QUOTED PASSAGE
┏━━

Perron-Frobenius Operator

Perron-Frobenius Operator

Consider a map f which possibly has a finite (or countable) number of discontinuities or points where possibly the derivative does not exist. We assume that there are points

\displaystyle q_{0}<q_{1}<\cdot\cdot\cdot <q_{k} or q_{0}<q_{1}<\cdot\cdot\cdot<q_{\infty}<\infty

such that f restricted to each open interval A_{j}=(q_{j-1},q_{j}) is C^{2}, with a bound on the first and the second derivatives. Assume that the interval [q_{0},q_{k}] ( or [q_{0},q_{\infty}] ) is positive invariant, so f(x)\in [q_{0},q_{k}] for all x\in [q_{0}, q_{k}] ( or f(x)\in [q_{0},q_{\infty}]  for all x\in[q_{0},q_{\infty}] ).

┗━━

WRITTEN PROBLEM 1
List every interval that the passage on the Perron-Frobenius operator writes out with its endpoints.
WRITTEN PROBLEM 2
Continue the passage on the Perron-Frobenius operator from its last sentence.
The items that come after this sentence are not needed.

Entries pointing to named objects
┏━━

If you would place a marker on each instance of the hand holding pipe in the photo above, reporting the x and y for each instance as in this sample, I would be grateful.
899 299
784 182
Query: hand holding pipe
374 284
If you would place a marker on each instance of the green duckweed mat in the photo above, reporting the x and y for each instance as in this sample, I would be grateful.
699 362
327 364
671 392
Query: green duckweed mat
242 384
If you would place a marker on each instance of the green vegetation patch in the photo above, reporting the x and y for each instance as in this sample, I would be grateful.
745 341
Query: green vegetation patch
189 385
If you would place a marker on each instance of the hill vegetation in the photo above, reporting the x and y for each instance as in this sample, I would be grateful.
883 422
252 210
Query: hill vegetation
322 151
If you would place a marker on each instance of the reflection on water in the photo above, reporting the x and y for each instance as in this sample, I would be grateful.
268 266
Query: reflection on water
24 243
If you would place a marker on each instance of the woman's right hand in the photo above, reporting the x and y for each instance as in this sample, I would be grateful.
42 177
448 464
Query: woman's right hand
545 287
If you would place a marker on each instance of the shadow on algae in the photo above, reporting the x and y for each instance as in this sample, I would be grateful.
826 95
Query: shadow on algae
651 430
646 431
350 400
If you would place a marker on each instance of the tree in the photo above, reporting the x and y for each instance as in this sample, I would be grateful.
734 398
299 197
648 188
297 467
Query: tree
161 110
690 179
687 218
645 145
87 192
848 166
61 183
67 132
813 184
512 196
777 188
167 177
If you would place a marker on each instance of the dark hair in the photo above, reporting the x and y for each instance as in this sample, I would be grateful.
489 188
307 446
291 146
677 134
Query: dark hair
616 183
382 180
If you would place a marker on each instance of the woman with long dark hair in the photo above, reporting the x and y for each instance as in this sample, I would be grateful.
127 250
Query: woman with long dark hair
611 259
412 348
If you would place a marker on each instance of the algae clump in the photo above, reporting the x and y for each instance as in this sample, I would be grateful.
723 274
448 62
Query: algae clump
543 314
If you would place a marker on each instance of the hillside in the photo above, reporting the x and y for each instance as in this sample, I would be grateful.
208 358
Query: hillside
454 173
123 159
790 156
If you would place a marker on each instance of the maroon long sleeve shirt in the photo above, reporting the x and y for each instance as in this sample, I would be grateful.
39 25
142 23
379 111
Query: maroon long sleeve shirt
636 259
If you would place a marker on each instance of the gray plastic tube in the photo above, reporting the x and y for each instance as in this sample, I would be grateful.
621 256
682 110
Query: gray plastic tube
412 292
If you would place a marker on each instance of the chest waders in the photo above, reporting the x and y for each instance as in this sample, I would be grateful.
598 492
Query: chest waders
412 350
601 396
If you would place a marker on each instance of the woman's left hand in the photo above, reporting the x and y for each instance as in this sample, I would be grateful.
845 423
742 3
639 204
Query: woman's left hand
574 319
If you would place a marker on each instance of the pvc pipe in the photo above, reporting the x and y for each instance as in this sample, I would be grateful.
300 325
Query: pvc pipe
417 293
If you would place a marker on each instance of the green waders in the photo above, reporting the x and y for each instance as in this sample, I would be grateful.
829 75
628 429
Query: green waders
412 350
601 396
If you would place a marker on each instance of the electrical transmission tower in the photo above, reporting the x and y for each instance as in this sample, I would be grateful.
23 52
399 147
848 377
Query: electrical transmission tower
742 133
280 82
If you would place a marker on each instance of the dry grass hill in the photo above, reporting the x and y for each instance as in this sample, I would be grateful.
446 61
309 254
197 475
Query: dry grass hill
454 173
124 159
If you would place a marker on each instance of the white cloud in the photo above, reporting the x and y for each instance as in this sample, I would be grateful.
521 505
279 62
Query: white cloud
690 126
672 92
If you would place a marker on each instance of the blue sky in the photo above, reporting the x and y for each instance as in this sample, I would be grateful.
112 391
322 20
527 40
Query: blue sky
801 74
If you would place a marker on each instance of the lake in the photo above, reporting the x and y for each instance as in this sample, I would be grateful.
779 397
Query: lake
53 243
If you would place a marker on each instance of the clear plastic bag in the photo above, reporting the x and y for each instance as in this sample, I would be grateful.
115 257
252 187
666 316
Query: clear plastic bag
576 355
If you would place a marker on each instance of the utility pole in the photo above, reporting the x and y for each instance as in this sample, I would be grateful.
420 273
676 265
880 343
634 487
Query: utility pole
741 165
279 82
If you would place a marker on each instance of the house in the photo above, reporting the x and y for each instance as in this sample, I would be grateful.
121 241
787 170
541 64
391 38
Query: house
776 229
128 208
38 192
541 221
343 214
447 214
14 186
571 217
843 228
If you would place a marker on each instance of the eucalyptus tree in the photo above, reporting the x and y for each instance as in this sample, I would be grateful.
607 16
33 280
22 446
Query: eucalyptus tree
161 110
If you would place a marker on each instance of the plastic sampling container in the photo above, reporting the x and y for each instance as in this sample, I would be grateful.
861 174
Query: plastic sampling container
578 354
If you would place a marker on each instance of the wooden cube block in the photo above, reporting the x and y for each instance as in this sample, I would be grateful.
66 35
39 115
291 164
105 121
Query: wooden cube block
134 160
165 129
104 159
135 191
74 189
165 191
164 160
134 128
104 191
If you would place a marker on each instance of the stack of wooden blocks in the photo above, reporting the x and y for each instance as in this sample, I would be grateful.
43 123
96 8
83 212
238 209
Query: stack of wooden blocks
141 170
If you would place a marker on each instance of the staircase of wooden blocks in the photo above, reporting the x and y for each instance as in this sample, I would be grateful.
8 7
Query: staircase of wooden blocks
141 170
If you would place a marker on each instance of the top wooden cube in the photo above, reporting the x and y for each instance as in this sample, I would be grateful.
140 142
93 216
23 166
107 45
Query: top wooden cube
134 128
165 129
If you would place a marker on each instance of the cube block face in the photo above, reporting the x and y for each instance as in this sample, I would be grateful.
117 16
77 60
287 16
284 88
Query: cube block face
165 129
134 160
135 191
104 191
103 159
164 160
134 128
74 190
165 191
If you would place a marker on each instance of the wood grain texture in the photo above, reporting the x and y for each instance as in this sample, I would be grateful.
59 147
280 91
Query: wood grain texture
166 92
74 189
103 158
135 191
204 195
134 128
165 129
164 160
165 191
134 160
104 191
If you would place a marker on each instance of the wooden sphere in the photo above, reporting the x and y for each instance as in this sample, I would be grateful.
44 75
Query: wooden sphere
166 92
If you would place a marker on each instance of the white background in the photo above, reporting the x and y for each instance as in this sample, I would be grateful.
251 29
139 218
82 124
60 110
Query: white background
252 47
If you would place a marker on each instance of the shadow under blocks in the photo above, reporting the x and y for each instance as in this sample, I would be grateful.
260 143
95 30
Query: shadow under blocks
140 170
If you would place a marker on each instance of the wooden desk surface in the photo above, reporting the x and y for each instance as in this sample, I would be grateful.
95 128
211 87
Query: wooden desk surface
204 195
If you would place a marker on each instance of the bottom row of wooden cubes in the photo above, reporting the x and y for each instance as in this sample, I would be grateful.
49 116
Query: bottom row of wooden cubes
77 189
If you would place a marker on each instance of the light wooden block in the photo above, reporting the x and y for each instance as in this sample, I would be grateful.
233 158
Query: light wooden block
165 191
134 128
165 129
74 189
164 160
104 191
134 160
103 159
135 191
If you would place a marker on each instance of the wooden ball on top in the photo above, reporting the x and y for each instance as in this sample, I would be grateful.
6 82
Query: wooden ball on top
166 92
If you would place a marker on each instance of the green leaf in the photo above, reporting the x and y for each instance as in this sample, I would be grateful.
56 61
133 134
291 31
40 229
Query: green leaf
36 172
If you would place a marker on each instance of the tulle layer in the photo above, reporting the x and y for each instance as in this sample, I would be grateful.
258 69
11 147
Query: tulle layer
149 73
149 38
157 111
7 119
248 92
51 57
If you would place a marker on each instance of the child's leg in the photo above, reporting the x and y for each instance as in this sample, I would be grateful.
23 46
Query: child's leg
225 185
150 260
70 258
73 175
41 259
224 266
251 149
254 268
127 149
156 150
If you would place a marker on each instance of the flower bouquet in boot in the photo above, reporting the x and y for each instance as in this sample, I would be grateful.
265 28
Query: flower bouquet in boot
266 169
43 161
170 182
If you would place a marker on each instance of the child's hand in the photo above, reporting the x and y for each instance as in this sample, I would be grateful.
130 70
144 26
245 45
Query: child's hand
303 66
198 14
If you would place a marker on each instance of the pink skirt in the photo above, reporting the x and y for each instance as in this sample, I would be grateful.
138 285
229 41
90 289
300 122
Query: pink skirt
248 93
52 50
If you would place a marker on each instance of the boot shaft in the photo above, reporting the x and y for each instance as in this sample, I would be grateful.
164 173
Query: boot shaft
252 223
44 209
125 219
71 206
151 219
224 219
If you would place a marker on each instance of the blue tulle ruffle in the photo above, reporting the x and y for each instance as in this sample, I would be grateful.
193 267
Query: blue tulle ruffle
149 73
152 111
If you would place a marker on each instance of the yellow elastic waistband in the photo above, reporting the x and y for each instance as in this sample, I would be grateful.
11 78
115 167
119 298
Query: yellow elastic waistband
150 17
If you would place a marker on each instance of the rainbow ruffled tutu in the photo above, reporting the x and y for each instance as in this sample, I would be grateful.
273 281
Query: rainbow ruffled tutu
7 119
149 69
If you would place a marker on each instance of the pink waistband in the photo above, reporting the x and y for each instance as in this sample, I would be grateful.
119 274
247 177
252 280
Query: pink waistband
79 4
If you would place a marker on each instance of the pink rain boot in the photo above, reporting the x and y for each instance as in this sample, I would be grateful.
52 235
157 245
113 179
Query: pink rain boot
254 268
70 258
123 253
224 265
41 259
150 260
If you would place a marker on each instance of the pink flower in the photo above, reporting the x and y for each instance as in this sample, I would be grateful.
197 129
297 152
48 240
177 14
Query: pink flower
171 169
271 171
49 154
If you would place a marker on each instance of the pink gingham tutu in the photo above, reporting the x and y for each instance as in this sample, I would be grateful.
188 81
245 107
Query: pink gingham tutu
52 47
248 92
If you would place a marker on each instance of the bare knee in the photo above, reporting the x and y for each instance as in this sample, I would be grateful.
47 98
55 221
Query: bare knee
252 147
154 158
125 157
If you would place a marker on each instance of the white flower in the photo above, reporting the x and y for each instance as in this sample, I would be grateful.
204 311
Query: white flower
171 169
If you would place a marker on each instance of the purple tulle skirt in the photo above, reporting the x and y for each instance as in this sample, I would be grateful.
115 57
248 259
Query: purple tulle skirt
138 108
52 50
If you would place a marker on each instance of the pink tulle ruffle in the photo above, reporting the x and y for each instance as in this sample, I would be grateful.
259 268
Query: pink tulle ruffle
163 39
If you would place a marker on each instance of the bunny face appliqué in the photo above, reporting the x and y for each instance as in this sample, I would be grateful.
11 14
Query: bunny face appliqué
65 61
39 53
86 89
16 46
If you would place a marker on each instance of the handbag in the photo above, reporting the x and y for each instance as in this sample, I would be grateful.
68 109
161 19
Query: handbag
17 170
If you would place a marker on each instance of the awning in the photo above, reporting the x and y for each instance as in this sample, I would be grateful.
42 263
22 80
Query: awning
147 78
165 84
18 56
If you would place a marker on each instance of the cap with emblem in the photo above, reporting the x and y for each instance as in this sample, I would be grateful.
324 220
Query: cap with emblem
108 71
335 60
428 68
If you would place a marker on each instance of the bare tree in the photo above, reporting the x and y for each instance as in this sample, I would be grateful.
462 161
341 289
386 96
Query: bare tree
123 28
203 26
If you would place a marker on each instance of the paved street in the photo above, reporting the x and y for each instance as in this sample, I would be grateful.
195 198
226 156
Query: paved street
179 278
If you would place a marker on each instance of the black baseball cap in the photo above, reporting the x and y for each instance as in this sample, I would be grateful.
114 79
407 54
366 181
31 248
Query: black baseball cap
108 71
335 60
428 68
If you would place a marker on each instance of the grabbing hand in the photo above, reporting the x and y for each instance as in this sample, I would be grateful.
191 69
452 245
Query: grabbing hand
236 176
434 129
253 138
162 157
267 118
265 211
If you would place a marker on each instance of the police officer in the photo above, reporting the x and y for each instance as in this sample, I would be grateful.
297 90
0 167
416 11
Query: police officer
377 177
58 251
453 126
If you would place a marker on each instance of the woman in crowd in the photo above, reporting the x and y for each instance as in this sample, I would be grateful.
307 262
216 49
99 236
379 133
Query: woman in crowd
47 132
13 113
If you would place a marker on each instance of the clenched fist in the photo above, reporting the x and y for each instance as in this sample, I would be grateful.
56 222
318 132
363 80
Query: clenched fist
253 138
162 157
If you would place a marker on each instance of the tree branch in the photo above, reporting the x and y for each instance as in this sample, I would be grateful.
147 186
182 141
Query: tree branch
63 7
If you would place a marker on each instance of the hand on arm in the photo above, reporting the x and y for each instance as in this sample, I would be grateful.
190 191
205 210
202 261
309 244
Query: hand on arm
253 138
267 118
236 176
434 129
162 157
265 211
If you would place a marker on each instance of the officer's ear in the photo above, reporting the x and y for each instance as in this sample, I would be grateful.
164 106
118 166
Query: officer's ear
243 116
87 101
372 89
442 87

┗━━

EXERCISE OUTPUT 1
A_{j}=(q_{j-1},q_{j}), [q_{0},q_{k}], [q_{0},q_{\infty}]

EXERCISE OUTPUT 2
For such a map, we want a construction of a sequence of density functions that converge to a density function of an invariant measure. Starting with \rho_{0}(x)\equiv(q_{k}-q_{0})^{-1} ( or \rho_{0}(x)\equiv(q_{\infty}-q_{0})^{-1} ),assume that we have defined densities up to \rho_{n}(x), then define define \rho_{n+1}(x) as follows

\displaystyle \rho_{n+1}(x)=P(\rho_{n})(x)=\sum_{y\in f^{-1}(x)}\frac{\rho_{n}(y)}{|Df(y)|}.

This operator P, which takes one density function to another function, is called the Perron-Frobenius operator. The limit of the first n density functions converges to a density function \rho^{*}(x),

\displaystyle \rho^{*}(x)=\lim_{k\rightarrow \infty}\frac{1}{k}\sum_{n=0}^{k-1}\rho_{n}(x).

The construction guarantees that \rho^{*}(x) is the density function for an invariant measure \mu_{\rho^{*}}.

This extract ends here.